• [WORK REQUIRED] In the part of the rows that opens with the line containing "task: segment the pleated mushroom cap" and closes with the line containing "205], [463, 228]]", change "pleated" to "fluted". Return only those lines, with everything else left as it is.

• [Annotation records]
****
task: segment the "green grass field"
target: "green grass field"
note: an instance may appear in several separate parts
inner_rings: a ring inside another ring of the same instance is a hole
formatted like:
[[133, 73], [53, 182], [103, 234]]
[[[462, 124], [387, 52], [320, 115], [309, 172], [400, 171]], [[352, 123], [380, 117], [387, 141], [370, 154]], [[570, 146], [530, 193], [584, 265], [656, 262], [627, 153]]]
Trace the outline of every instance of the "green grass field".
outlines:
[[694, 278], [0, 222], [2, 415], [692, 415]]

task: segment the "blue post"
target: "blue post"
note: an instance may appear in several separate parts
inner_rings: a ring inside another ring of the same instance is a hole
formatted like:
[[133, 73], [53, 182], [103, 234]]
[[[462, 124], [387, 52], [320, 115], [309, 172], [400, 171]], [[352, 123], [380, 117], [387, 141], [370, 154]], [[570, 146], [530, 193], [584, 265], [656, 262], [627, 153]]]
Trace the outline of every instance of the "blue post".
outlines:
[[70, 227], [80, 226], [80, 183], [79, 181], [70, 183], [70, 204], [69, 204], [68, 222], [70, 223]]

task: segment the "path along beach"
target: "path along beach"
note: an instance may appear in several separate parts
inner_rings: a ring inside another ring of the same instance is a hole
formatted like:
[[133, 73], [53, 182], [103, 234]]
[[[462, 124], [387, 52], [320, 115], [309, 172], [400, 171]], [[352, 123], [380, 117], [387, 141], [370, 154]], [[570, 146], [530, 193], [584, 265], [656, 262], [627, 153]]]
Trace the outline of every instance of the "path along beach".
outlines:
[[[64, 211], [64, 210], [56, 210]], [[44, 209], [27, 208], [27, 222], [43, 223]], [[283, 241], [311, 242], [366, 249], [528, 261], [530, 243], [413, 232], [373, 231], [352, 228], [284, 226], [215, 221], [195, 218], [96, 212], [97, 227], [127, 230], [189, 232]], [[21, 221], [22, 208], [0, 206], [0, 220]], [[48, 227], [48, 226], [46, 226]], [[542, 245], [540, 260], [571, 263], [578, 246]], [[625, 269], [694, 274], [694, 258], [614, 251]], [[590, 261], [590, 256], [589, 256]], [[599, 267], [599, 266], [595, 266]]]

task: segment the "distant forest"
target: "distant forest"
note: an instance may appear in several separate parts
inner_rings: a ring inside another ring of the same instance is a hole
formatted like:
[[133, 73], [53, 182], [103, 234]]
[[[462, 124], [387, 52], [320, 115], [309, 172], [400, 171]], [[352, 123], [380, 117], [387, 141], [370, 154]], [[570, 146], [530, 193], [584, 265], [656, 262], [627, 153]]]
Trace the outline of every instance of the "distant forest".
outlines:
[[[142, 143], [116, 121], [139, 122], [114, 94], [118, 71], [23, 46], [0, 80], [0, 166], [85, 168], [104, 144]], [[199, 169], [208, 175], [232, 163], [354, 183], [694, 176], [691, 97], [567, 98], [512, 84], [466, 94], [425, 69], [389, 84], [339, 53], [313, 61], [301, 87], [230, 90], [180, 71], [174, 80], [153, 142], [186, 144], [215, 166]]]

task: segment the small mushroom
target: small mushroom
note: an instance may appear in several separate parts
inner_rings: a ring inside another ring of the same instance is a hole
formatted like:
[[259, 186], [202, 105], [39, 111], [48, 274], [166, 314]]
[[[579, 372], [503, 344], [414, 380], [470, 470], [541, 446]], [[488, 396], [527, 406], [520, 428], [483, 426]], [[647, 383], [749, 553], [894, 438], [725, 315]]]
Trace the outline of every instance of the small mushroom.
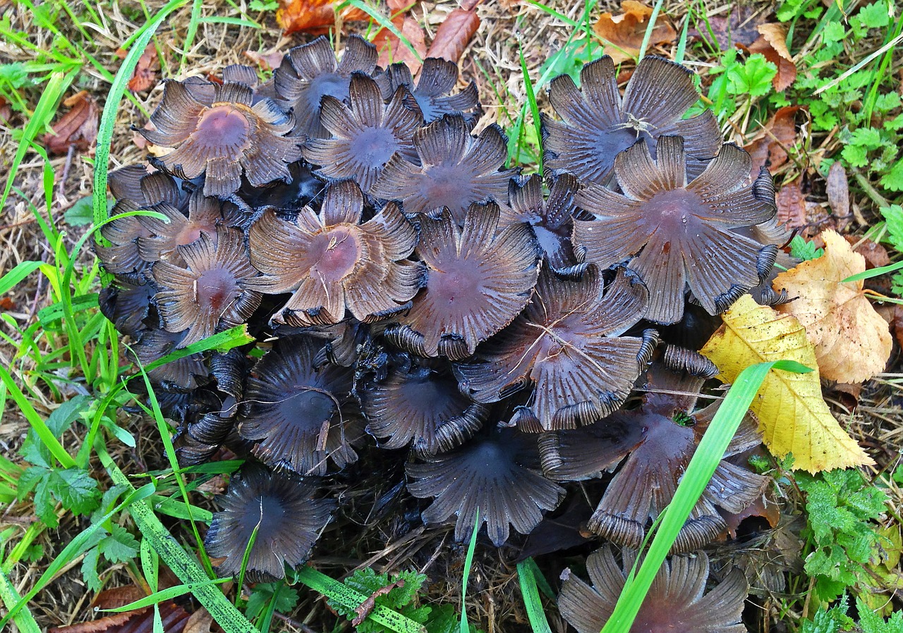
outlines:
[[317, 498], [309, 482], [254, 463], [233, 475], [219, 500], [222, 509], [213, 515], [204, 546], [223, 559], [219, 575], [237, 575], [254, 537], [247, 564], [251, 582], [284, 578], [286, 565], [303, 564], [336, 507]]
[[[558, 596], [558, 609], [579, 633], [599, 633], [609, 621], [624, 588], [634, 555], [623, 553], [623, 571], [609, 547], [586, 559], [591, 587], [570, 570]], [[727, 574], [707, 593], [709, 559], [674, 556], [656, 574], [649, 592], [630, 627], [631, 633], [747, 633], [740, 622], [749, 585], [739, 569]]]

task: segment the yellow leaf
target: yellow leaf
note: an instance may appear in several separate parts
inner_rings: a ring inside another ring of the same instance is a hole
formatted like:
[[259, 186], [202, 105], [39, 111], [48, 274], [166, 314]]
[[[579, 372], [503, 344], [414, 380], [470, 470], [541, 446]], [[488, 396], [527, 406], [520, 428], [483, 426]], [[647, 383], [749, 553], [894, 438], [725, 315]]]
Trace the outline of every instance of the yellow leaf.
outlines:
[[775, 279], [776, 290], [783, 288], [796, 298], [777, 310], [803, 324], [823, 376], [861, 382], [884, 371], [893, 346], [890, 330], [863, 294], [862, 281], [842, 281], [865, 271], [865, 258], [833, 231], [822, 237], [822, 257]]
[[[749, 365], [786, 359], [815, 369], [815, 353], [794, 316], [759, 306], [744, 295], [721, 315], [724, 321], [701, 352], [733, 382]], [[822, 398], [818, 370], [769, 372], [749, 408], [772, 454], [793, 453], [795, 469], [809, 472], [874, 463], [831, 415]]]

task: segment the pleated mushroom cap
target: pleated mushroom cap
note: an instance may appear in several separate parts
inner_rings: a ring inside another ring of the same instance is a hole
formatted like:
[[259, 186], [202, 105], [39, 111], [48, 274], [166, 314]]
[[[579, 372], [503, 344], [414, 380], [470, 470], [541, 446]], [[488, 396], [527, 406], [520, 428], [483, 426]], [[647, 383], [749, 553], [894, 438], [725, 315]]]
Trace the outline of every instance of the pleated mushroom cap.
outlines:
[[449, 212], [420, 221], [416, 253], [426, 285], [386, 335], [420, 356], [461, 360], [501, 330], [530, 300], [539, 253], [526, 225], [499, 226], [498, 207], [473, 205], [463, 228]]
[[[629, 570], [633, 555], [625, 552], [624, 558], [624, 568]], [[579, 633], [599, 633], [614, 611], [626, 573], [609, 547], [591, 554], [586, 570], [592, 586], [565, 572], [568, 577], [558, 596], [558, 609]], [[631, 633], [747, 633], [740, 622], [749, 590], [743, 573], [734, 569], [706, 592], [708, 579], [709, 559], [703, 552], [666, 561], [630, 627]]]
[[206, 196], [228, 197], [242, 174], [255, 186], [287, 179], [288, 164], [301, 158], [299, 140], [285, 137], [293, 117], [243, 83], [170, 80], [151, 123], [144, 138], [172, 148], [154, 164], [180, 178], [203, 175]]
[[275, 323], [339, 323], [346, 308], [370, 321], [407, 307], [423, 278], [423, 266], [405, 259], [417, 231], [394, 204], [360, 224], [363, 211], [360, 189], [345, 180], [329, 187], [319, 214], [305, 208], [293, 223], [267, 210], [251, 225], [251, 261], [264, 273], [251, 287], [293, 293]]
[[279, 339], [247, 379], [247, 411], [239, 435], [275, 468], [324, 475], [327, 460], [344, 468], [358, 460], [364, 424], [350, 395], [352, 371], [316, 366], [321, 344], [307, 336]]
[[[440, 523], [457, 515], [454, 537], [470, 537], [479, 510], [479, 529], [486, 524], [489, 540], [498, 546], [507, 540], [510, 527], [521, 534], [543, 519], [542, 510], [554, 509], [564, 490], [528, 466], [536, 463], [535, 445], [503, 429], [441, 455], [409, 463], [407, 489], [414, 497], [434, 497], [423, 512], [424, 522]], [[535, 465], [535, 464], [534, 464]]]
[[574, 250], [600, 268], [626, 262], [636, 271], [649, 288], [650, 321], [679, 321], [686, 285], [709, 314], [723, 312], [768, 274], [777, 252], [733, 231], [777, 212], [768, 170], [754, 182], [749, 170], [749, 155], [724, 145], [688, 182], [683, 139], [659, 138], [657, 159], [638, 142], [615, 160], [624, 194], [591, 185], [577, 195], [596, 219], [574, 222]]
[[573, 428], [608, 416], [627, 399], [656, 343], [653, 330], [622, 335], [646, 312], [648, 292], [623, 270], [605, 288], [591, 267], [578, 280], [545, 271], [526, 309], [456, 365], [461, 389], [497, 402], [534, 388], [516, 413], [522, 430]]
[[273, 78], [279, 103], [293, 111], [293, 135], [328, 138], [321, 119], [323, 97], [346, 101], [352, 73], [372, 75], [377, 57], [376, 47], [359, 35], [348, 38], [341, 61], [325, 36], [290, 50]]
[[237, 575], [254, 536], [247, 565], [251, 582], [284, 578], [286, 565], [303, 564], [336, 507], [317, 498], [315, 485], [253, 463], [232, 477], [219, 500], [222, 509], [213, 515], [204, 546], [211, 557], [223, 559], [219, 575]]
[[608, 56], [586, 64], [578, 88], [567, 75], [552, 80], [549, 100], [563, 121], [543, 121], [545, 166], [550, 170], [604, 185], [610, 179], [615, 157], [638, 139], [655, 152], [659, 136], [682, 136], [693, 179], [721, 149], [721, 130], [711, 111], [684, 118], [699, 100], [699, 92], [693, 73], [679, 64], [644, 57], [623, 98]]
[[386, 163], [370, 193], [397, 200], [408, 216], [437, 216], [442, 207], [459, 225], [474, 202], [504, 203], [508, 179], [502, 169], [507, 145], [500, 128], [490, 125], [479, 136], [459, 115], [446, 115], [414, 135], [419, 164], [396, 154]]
****
• [PROBLEM SOLUTION]
task: segment the fluted mushroom cap
target: fluted mushroom cap
note: an instance may appear in several separate parts
inner_rings: a ring inside another ring of the same instance is a hole
formatted like:
[[259, 186], [202, 105], [39, 111], [48, 274], [166, 314]]
[[[579, 372], [503, 344], [414, 380], [470, 470], [541, 446]], [[488, 396], [527, 406], [520, 428], [483, 426]], [[647, 383], [749, 553], [894, 438], [725, 315]]]
Trace the outline of every instance of the fluted mushroom cap.
outlines:
[[449, 212], [420, 221], [416, 253], [426, 285], [386, 335], [420, 356], [461, 360], [501, 330], [530, 300], [539, 253], [526, 225], [499, 226], [498, 207], [473, 205], [463, 228]]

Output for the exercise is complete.